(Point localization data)
──────────────────────────────

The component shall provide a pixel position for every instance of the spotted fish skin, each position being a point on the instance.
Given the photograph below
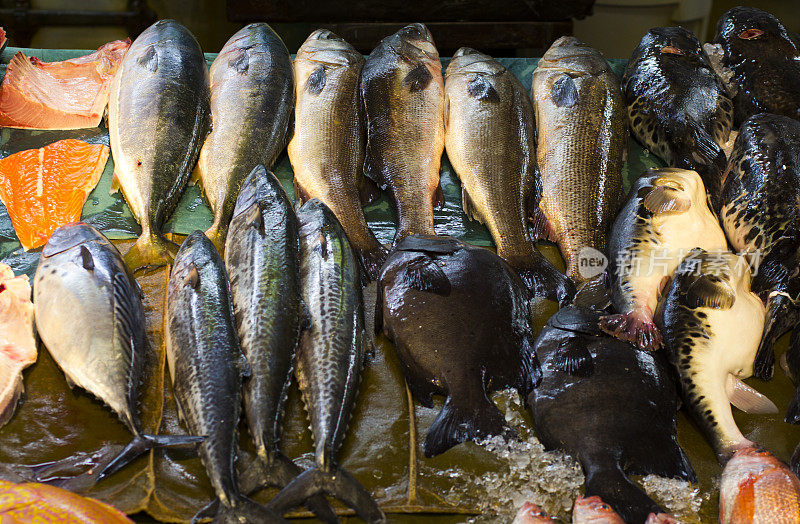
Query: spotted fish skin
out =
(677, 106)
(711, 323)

──────────────────────────────

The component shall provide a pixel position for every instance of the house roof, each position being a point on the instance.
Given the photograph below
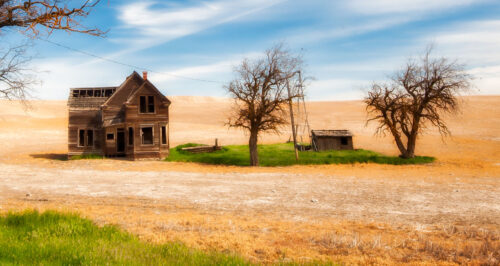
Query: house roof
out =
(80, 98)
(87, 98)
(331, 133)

──────────────────────────────

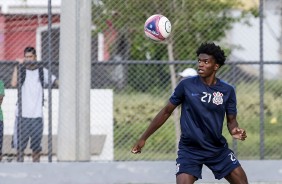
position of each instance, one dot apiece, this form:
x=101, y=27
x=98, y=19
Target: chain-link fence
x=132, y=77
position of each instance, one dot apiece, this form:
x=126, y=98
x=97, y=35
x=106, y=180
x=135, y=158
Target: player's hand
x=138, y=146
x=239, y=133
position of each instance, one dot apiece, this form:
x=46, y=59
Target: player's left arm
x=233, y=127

──────────────────────────────

Assignment: Working through the records, find each line containing the word "roof" and copy it.

Your solution:
The component shall provide a pixel position for every instance of the house roof, each position being a point on the instance.
Query: house roof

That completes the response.